[Point labeling records]
□ □ □
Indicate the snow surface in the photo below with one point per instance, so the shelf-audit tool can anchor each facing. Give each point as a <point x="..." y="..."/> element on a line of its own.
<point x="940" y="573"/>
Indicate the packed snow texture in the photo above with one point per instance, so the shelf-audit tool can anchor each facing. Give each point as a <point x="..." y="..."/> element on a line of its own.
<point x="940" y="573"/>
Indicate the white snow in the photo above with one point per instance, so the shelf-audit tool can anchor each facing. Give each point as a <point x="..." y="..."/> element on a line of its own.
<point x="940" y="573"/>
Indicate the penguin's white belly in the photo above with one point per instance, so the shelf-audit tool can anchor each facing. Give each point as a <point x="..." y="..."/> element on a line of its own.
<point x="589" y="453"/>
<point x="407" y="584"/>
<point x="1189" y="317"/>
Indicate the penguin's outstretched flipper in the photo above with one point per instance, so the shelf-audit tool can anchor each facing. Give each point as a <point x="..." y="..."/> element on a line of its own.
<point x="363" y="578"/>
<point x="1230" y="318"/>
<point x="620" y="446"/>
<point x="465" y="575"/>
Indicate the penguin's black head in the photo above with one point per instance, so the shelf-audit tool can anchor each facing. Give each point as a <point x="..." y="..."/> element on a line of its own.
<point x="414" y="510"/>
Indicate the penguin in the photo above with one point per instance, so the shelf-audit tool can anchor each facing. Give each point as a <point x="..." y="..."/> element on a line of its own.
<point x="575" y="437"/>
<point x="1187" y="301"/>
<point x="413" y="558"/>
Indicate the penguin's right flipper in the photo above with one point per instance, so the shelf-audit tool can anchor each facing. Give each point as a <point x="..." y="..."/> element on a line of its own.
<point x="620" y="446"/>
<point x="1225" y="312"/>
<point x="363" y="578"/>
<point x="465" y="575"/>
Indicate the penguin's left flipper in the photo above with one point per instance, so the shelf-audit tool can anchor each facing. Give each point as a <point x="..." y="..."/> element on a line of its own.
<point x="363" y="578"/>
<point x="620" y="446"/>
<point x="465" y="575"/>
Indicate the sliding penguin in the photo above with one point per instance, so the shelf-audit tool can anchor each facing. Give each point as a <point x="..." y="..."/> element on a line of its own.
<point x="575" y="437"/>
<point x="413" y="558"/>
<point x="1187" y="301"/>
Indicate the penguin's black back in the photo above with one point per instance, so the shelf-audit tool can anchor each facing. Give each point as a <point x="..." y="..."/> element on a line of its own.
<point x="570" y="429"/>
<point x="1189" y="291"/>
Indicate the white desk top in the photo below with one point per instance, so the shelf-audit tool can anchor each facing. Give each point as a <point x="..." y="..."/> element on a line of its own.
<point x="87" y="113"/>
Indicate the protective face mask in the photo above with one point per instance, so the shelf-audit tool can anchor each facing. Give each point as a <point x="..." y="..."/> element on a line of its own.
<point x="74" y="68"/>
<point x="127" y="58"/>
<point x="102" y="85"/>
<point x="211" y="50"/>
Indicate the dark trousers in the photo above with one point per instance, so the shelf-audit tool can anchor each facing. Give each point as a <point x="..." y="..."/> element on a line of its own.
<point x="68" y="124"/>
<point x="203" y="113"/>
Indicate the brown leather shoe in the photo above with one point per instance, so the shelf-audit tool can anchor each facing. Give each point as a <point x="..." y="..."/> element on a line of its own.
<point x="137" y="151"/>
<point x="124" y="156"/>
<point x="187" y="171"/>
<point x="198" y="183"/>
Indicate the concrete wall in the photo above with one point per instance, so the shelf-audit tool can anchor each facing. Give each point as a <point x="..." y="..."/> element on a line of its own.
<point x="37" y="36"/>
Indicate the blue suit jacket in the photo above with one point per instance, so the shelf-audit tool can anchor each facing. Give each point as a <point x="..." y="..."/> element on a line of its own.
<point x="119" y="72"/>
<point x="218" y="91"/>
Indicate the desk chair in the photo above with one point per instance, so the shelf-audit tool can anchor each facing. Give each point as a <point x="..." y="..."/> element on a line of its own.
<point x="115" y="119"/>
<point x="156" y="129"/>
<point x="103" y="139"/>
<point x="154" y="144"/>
□ □ □
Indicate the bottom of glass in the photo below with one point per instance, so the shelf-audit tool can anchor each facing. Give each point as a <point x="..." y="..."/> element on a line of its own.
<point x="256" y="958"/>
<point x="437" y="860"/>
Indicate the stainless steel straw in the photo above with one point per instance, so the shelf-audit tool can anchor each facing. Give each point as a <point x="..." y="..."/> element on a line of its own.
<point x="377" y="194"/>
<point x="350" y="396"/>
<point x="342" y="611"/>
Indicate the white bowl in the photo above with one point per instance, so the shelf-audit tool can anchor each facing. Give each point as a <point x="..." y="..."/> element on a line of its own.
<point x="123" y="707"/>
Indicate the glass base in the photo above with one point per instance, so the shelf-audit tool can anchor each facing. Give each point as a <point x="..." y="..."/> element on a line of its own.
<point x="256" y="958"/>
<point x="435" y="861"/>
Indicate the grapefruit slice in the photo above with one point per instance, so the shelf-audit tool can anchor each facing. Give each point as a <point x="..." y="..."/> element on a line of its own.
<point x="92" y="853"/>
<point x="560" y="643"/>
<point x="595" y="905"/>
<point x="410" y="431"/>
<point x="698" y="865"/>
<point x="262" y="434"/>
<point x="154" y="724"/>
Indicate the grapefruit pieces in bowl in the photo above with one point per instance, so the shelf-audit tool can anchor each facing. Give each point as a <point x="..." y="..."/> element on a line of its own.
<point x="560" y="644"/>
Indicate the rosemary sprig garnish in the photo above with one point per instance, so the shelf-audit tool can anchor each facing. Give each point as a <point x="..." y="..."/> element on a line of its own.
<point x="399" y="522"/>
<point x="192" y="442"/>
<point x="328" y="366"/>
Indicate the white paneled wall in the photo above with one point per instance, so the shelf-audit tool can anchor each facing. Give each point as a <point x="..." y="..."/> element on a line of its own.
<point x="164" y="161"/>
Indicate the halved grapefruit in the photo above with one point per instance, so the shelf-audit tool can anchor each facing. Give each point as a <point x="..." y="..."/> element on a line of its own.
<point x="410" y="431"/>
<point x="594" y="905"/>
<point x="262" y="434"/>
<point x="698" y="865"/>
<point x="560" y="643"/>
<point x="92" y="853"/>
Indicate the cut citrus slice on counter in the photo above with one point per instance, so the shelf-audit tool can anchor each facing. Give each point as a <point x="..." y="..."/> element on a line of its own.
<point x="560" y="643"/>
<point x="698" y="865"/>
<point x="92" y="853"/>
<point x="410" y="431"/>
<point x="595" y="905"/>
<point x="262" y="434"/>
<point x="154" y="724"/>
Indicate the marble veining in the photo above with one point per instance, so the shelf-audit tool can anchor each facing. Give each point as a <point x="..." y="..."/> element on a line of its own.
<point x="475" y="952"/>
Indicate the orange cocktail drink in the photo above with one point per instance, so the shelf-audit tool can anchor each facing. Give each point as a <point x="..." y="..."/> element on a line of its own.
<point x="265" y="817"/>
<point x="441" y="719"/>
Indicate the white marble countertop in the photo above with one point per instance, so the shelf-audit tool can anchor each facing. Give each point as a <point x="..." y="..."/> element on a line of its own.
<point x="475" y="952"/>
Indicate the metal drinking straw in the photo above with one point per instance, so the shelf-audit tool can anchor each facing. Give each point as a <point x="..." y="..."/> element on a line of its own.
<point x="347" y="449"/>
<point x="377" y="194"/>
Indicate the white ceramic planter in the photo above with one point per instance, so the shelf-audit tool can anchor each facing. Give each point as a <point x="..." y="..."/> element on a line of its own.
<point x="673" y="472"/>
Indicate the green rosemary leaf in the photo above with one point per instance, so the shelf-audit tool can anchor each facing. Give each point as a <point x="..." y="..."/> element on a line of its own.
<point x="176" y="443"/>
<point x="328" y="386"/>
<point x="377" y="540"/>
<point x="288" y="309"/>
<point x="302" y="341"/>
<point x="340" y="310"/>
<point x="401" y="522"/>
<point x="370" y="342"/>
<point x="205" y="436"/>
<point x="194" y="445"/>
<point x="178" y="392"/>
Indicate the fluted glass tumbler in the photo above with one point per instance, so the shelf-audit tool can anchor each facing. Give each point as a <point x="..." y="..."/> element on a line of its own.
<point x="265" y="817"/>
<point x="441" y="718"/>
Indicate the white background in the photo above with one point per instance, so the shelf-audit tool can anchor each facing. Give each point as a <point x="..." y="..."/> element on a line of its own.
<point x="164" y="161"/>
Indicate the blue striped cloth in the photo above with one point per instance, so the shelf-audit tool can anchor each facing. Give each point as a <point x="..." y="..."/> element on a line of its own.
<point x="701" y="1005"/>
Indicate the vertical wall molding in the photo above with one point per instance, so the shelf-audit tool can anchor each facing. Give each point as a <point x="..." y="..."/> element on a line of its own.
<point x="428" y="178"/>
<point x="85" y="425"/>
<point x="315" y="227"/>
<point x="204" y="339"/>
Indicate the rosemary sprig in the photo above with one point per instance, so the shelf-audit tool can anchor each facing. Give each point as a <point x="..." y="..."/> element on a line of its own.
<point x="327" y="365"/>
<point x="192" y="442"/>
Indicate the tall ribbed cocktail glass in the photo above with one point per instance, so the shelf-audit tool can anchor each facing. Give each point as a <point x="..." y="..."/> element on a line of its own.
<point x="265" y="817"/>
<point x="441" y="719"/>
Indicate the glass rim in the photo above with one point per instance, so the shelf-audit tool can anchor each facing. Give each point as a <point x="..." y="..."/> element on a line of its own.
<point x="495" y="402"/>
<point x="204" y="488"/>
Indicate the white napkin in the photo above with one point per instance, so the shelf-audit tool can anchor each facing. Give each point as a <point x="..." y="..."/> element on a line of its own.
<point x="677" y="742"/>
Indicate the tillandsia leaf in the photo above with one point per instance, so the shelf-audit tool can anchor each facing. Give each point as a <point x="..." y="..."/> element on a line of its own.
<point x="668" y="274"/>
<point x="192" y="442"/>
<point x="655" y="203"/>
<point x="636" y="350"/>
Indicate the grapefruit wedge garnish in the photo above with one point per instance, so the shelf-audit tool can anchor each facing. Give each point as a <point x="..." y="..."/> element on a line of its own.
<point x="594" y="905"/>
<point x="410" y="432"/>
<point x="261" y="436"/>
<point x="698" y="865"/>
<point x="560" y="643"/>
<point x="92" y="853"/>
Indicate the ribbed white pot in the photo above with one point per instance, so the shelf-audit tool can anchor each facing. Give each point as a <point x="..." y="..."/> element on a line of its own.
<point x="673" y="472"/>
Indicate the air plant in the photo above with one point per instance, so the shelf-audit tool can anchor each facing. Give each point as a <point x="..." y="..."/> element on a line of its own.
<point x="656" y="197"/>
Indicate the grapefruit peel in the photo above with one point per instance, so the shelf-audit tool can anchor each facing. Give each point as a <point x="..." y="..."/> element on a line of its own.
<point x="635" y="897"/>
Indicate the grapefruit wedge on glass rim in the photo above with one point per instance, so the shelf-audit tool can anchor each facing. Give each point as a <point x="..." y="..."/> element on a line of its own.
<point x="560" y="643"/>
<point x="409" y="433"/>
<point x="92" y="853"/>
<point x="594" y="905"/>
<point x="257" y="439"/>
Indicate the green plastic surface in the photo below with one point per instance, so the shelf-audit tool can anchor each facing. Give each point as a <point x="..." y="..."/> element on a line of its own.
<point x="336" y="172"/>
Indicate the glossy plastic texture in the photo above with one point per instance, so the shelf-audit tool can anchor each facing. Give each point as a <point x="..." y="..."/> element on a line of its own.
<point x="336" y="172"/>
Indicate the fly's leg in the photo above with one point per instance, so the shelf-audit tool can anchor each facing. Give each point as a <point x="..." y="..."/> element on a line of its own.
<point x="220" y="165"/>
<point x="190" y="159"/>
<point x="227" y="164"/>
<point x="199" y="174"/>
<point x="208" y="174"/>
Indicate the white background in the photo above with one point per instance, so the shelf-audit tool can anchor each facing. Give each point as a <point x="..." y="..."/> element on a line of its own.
□ □ □
Given exercise: Report every line of the records above that contains the word "tillandsia" by copying each such line in full. Case counts.

Answer to the problem:
Indicate the tillandsia leaf in the photo above with one point per instance, so the shelf-audit tool can anchor each facing. Give each point as a <point x="..." y="..."/> element on a line of its own.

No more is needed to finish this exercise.